◆ **Texte extrait**:
C’est certainement l’une des plus grandes fiertés de Jean-Michel Aulas. Son académie a permis l’éclosion de nombreux jeunes talents. Karim Benzema, Alexandre Lacazette, Nabil Fekir, Corentin Tolisso ou encore Samuel Umtiti, la liste est longue… Plus généralement, les purs produits issus du centre de formation rhodanien ont inondé les championnats européens. Encore en 2019, d’après l’observatoire du football CIES, l'Olympique Lyonnais reste en haut du classement des meilleurs clubs formateurs du vieux continent (les 5 grands championnats), pointant à la dernière marche du podium, derrière les deux géants espagnols.

Néanmoins, cet indicateur a une dimension purement quantitative. le club résident de Décines compte 30 joueurs formés au club évoluant actuellement dans les 5 grands championnats. Est-ce suffisant pour évaluer la qualité d’un centre de formation ? Cela engendre une réflexion : la formation lyonnaise est-elle à son apogée ? Peut-elle encore aller plus haut ?

Dans un entretien avec Jean-François Vulliez, Amaury Barlet, Pierre Sage et Jérémie Bréchet, nous avons pu approfondir, réaliser une synthèse et comprendre les ambitions de l’académie à travers les catégories U17 et U16 : un pôle expérimental et de réflexion.

Le football en pleine métamorphose

On le sait, le président lyonnais a eu un temps d’avance sur les clubs français lorsqu’il a décidé d’investir massivement dans la formation. Aujourd’hui plusieurs écuries françaises ont pris exemple et commencent peu à peu à en voir les résultats : Paris, Monaco, Rennes, Lille… La difficulté pour le septuple champion de France est ainsi de pouvoir continuer à se démarquer. Comment ? L’OL peut évidemment capitaliser sur son expérience, sur sa cellule pédagogique très performante qui lui permet d’avoir un bon suivi des joueurs.

Mais les gones n’y échappent pas, au cours des dix dernières années, le football s’est métamorphosé : une évolution sur le plan tactique, des mentalités, du management. Jean-François Vulliez, directeur du centre de formation de l’Olympique Lyonnais fait ce constat lucide : « Il était important pour nous de se dire, "ok la formation à l’OL c’est bien, mais comment rester au top mondial, au top européen dans un contexte de formation qui évolue" ».

De nombreuses philosophies sont nées ou se sont développées au cours de la dernière décennie. Peut-on manager les joueurs de la même façon qu’il y a 15 ans ? L’émergence du digital dans la société n’a-t-elle pas permis aux grands penseurs du football de mieux comprendre ce sport, d’identifier davantage les leviers de performance ? Vous l’avez compris, le football est sans doute arrivé à maturité et ceci a donné l’opportunité à certains clubs d’évoluer en conséquence, à l’aide d’analystes qui ont senti le vent tourner.

◆ **Objectif énoncé A**: Réécrivez sous forme de tableau Markdown les enregistrements allant de la ligne qui contient "Target: overhanging top" jusqu'à celle qui contient "column 391, row 64", ces deux lignes comprises, avec une colonne « Numéro » et une colonne « Ligne ». Les lignes vides ne doivent pas figurer dans le tableau.

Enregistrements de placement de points
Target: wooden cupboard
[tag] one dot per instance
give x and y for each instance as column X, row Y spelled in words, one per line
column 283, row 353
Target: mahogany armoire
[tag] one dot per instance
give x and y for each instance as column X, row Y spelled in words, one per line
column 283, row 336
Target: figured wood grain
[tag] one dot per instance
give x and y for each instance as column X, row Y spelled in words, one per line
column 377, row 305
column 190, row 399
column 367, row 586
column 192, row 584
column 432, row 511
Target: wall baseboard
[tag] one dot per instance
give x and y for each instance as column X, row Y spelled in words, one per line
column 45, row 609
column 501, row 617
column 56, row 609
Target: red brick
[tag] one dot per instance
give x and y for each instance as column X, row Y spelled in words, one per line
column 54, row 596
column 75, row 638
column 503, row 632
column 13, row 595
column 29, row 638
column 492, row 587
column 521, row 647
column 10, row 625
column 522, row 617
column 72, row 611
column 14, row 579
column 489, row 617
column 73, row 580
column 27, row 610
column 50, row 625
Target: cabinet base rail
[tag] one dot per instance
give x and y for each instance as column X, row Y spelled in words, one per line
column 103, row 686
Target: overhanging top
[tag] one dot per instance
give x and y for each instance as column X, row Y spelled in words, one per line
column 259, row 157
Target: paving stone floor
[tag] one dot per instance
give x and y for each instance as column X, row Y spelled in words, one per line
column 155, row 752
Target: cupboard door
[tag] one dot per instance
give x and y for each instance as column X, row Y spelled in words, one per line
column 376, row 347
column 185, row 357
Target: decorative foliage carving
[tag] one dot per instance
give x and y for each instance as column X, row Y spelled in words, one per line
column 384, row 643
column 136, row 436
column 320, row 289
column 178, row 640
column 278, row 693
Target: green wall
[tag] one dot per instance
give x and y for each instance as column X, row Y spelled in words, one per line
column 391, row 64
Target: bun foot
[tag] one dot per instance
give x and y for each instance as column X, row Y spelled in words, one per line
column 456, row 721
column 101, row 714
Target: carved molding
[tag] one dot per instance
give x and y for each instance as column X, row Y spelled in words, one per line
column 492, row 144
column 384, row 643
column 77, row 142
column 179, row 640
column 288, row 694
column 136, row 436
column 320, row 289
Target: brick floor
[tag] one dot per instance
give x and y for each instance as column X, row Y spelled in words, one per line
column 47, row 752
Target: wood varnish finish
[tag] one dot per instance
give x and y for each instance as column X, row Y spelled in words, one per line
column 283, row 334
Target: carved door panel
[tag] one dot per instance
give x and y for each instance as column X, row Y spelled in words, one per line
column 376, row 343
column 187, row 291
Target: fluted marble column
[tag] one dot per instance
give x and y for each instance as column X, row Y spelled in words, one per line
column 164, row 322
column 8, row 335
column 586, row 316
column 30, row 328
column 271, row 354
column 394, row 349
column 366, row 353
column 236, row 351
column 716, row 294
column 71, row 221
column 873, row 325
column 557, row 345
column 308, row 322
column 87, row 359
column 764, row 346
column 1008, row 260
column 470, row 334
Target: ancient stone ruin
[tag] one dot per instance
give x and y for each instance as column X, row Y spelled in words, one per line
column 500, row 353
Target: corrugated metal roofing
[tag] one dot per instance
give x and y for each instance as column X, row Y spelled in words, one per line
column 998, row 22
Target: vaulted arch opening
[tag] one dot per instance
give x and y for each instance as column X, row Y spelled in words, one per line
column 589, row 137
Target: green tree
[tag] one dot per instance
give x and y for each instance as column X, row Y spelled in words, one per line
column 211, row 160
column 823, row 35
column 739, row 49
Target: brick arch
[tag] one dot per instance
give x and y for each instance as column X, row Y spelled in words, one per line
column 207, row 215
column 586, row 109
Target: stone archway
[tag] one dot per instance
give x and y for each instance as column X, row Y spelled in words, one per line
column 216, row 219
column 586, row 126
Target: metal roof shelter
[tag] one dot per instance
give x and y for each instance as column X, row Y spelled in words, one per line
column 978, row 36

◆ **Objectif énoncé B**:
Répondez à ces questions à partir du texte sur la formation lyonnaise :
(i) Quelle place l'Olympique Lyonnais occupe-t-il en 2019 dans le classement des clubs formateurs de l'observatoire CIES ?
(ii) Combien de joueurs formés au club évoluent actuellement dans les 5 grands championnats ?
(iii) Quelle fonction Jean-François Vulliez occupe-t-il à l'Olympique Lyonnais ?

◆ **Solution proposée A**:
| Numéro | Ligne |
|---|---|
| 1 | Target: overhanging top |
| 2 | [tag] one dot per instance |
| 3 | give x and y for each instance as column X, row Y spelled in words, one per line |
| 4 | column 259, row 157 |
| 5 | Target: paving stone floor |
| 6 | [tag] one dot per instance |
| 7 | give x and y for each instance as column X, row Y spelled in words, one per line |
| 8 | column 155, row 752 |
| 9 | Target: cupboard door |
| 10 | [tag] one dot per instance |
| 11 | give x and y for each instance as column X, row Y spelled in words, one per line |
| 12 | column 376, row 347 |
| 13 | column 185, row 357 |
| 14 | Target: decorative foliage carving |
| 15 | [tag] one dot per instance |
| 16 | give x and y for each instance as column X, row Y spelled in words, one per line |
| 17 | column 384, row 643 |
| 18 | column 136, row 436 |
| 19 | column 320, row 289 |
| 20 | column 178, row 640 |
| 21 | column 278, row 693 |
| 22 | Target: green wall |
| 23 | [tag] one dot per instance |
| 24 | give x and y for each instance as column X, row Y spelled in words, one per line |
| 25 | column 391, row 64 |

◆ **Solution proposée B**:
(i) La troisième place, derrière les deux géants espagnols.
(ii) 30 joueurs.
(iii) Il est directeur du centre de formation.